__Assigned task__. In the records below, one line contains "Trace the outline of every instance of the **thai". Print that line and every line after it exactly, down to the final one.

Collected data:
= = = =
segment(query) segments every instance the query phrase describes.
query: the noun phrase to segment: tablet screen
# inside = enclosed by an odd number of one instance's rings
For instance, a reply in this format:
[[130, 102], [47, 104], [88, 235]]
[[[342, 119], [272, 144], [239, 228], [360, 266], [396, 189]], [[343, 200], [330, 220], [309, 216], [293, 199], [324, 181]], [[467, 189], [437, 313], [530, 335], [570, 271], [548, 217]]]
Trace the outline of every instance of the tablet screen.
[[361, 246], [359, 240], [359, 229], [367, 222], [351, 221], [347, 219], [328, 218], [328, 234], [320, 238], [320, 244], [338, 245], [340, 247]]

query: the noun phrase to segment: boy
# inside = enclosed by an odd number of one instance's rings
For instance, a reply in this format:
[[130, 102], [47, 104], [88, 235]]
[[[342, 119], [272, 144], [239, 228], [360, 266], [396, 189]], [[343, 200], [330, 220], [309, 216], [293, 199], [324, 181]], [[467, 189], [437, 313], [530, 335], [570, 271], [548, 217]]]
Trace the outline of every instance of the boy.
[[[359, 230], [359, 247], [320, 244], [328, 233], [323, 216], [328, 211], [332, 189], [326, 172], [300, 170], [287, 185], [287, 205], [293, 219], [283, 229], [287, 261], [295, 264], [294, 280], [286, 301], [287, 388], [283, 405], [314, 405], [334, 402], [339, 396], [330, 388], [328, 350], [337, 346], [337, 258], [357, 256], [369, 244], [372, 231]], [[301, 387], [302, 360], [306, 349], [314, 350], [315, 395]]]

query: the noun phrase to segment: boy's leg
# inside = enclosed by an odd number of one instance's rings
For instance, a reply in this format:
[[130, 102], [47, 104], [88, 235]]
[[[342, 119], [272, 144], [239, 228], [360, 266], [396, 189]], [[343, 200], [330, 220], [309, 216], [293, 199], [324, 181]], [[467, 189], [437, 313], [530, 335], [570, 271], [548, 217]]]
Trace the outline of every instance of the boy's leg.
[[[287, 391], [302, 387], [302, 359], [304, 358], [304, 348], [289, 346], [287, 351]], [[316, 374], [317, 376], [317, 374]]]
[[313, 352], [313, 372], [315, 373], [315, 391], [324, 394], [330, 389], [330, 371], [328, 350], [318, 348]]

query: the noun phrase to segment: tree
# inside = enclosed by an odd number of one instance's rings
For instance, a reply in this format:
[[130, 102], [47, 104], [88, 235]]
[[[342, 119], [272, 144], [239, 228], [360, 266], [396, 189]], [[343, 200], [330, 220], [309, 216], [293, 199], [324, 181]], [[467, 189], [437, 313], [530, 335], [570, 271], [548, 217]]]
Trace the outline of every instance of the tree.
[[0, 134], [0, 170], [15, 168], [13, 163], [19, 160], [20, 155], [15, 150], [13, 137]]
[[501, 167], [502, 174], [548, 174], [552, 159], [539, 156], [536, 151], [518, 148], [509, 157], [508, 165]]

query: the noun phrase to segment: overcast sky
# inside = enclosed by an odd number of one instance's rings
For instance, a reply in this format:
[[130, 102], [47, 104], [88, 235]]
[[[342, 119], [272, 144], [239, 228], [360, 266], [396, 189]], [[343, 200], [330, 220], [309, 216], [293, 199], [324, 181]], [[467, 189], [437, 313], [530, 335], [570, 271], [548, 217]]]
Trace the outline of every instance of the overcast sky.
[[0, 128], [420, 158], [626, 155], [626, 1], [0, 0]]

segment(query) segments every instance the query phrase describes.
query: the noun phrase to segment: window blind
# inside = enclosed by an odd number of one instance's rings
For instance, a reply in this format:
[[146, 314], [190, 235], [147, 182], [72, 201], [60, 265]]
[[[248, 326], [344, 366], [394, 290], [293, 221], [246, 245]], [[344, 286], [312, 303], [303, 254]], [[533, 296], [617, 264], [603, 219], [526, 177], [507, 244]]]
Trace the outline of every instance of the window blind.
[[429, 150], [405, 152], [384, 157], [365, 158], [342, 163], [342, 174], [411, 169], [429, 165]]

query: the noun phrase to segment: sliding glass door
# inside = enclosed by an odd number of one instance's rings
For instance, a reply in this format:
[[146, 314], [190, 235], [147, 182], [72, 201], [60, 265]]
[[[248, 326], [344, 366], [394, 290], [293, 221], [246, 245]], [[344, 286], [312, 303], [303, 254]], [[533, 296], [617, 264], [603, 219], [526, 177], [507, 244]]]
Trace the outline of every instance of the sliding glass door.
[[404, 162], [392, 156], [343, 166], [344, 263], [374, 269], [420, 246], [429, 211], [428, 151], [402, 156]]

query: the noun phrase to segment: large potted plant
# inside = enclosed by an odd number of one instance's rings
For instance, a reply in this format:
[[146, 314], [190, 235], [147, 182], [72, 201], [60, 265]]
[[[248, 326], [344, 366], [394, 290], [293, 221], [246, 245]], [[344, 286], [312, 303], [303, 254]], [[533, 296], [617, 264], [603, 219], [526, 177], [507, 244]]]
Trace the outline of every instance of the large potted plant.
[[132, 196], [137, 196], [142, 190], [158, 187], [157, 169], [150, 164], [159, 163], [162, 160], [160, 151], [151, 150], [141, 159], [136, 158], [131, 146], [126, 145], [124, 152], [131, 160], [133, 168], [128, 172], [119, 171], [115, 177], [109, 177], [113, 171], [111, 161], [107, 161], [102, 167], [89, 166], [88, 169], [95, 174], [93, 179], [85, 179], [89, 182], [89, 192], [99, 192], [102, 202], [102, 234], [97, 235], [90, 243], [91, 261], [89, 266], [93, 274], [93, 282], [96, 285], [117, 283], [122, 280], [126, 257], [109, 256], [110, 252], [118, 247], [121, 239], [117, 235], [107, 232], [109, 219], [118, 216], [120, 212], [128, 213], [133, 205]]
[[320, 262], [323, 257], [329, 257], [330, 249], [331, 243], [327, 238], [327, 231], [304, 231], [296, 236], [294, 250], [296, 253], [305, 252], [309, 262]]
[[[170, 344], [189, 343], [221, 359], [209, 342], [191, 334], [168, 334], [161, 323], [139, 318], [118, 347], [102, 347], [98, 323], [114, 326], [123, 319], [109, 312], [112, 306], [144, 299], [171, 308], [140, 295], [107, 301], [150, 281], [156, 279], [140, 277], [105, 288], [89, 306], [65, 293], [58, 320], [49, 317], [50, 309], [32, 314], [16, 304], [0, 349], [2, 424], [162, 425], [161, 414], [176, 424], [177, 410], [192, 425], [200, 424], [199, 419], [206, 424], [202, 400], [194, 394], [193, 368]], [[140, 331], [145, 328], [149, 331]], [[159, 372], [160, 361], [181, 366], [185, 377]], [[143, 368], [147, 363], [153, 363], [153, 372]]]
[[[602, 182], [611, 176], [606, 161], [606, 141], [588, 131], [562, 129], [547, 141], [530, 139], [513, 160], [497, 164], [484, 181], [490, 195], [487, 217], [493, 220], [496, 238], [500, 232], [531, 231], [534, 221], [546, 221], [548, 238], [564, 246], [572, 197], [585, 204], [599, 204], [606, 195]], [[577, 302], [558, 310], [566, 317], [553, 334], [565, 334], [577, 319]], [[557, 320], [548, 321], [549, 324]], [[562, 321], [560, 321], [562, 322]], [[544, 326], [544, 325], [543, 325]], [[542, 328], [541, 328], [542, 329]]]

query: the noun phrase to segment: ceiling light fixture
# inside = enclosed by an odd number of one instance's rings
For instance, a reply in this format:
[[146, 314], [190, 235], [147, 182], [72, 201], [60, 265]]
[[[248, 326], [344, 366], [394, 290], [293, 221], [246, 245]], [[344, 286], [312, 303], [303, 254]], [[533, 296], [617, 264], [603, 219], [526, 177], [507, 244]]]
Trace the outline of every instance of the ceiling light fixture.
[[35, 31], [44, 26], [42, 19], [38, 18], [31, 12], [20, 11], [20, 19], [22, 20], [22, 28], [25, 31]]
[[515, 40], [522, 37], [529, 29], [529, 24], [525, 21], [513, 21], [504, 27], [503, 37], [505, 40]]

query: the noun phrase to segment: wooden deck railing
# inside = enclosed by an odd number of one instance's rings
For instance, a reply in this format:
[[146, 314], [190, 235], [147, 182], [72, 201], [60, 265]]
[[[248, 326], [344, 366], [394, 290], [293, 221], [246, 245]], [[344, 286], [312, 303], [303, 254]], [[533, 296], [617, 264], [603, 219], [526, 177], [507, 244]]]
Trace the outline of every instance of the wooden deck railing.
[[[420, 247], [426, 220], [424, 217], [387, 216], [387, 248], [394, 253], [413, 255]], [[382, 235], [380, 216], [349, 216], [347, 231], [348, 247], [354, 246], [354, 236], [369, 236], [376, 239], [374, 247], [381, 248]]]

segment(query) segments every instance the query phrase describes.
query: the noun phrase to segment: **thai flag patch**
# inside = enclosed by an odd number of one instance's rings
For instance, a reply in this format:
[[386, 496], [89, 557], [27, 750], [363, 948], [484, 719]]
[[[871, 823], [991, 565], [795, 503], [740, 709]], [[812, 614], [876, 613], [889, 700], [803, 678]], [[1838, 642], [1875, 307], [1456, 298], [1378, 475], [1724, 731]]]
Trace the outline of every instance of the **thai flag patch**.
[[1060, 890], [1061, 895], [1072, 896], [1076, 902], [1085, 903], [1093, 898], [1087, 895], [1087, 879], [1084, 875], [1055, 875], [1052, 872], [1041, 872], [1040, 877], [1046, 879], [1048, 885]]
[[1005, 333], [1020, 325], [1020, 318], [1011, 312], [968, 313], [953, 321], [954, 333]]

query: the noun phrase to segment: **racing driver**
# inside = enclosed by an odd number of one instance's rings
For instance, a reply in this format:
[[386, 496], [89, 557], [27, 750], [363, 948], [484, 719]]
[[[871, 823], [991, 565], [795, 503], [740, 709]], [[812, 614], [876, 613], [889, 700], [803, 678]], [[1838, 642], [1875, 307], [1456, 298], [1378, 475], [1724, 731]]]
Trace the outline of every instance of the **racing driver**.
= = = =
__Task result__.
Trace the outline of every instance of the **thai flag patch**.
[[1060, 890], [1061, 895], [1072, 896], [1076, 902], [1085, 903], [1093, 898], [1087, 895], [1087, 879], [1084, 875], [1055, 875], [1052, 872], [1041, 872], [1040, 877], [1046, 879], [1048, 885]]
[[1005, 333], [1020, 325], [1020, 318], [1011, 312], [968, 313], [953, 321], [954, 333]]

query: the noun phrase to segment: **racing driver**
# inside = enclosed by an odd number of one instance's rings
For instance, a reply in this format:
[[386, 496], [89, 557], [27, 750], [363, 948], [484, 719]]
[[[871, 823], [991, 565], [795, 503], [740, 709]], [[812, 614], [876, 613], [889, 700], [803, 678]], [[1838, 642], [1875, 307], [1456, 298], [1378, 475], [1724, 731]]]
Trace the outline of every instance of the **racing driver**.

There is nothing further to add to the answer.